Object outline annotations:
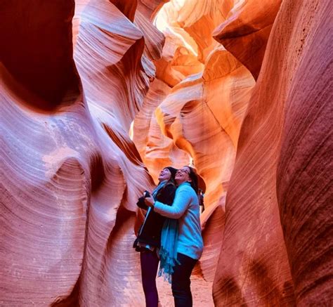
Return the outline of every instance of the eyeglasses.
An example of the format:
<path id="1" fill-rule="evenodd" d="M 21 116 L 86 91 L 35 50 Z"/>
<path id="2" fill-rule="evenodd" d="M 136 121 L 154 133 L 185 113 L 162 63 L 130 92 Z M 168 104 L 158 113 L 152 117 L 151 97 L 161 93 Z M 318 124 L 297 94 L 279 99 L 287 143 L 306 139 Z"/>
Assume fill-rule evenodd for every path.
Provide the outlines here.
<path id="1" fill-rule="evenodd" d="M 187 169 L 181 169 L 177 171 L 177 173 L 185 173 L 190 175 L 190 171 Z"/>

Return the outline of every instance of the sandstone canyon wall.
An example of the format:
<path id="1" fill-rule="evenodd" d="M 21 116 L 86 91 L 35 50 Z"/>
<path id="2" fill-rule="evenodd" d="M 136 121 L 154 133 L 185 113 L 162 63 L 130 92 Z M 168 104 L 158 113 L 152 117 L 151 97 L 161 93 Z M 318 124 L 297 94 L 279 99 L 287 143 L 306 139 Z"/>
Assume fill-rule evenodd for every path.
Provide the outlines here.
<path id="1" fill-rule="evenodd" d="M 2 1 L 0 305 L 144 306 L 136 199 L 191 163 L 205 190 L 195 291 L 329 306 L 332 8 Z"/>

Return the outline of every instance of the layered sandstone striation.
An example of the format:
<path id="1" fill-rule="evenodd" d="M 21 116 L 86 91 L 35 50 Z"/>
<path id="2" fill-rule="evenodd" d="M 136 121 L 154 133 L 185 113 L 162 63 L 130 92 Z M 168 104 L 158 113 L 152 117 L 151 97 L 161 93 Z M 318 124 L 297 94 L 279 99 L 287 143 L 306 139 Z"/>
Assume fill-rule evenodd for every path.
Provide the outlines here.
<path id="1" fill-rule="evenodd" d="M 274 22 L 228 192 L 217 306 L 332 303 L 329 12 L 282 1 Z"/>
<path id="2" fill-rule="evenodd" d="M 329 306 L 330 2 L 53 2 L 0 5 L 0 305 L 144 306 L 136 200 L 192 164 L 194 306 Z"/>

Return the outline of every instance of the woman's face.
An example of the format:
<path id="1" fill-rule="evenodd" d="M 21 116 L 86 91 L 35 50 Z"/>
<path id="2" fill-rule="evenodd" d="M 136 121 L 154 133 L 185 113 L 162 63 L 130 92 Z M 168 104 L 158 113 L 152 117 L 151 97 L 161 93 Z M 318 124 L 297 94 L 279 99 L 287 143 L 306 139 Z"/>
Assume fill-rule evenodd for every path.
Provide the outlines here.
<path id="1" fill-rule="evenodd" d="M 183 166 L 178 169 L 176 173 L 175 180 L 178 185 L 185 181 L 191 181 L 190 178 L 190 168 Z"/>
<path id="2" fill-rule="evenodd" d="M 164 181 L 165 180 L 170 180 L 171 178 L 171 172 L 169 169 L 163 169 L 158 176 L 158 180 L 159 182 Z"/>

→ DESCRIPTION OF THE TASK: Could you reproduce the listing above word for word, omitting the pictures?

→ SOLUTION FOR THIS PROBLEM:
Return the outline of every instance of the eyeglasses.
An example of the format:
<path id="1" fill-rule="evenodd" d="M 21 116 L 86 91 L 35 50 Z"/>
<path id="2" fill-rule="evenodd" d="M 136 121 L 154 133 L 185 113 L 162 63 L 130 92 Z M 168 104 L 158 113 L 152 117 L 151 97 L 161 93 Z M 318 124 L 297 94 L 279 99 L 287 143 L 306 139 Z"/>
Assume fill-rule evenodd for every path.
Provide the outlines here.
<path id="1" fill-rule="evenodd" d="M 187 169 L 181 169 L 177 171 L 177 173 L 185 173 L 190 175 L 190 171 Z"/>

Return the outline of every instance of the sandstone canyon wall.
An example of the format:
<path id="1" fill-rule="evenodd" d="M 21 116 L 86 91 L 35 50 Z"/>
<path id="2" fill-rule="evenodd" d="M 136 121 L 154 133 L 185 113 L 162 63 L 130 92 Z M 168 104 L 158 113 L 152 117 L 151 97 L 161 93 Z M 318 124 L 297 94 L 279 99 L 287 143 L 306 139 Z"/>
Assume fill-rule evenodd for every path.
Provide the outlines here.
<path id="1" fill-rule="evenodd" d="M 2 1 L 0 305 L 144 306 L 136 199 L 191 163 L 205 190 L 195 291 L 329 306 L 332 8 Z"/>

Return the outline of every instance of the layered sandstone striation.
An example of the format:
<path id="1" fill-rule="evenodd" d="M 21 116 L 86 91 L 35 50 Z"/>
<path id="2" fill-rule="evenodd" d="M 136 121 L 154 133 L 185 113 L 162 63 L 130 92 Z M 168 104 L 158 113 L 152 117 L 151 97 L 161 93 Z M 318 124 L 297 94 L 279 99 L 287 143 L 306 139 Z"/>
Assume fill-rule evenodd for every path.
Provide the outlines here.
<path id="1" fill-rule="evenodd" d="M 274 22 L 228 192 L 217 306 L 332 303 L 329 12 L 282 1 Z"/>
<path id="2" fill-rule="evenodd" d="M 329 306 L 330 2 L 53 2 L 0 5 L 0 305 L 144 306 L 136 200 L 192 164 L 194 306 Z"/>

Return the outline of every instance of the woman's face.
An example of the format:
<path id="1" fill-rule="evenodd" d="M 21 116 L 86 91 L 35 50 Z"/>
<path id="2" fill-rule="evenodd" d="M 136 121 L 154 133 L 185 113 L 162 63 L 130 92 Z M 168 104 L 158 113 L 152 117 L 151 97 L 161 93 Z M 318 124 L 297 94 L 279 99 L 287 143 L 306 139 Z"/>
Assume fill-rule evenodd for every path.
Provide the outlines here.
<path id="1" fill-rule="evenodd" d="M 183 166 L 178 169 L 176 173 L 175 180 L 178 185 L 185 181 L 191 181 L 190 178 L 190 168 Z"/>
<path id="2" fill-rule="evenodd" d="M 164 181 L 165 180 L 170 180 L 171 178 L 171 172 L 169 169 L 163 169 L 158 176 L 158 180 L 159 182 Z"/>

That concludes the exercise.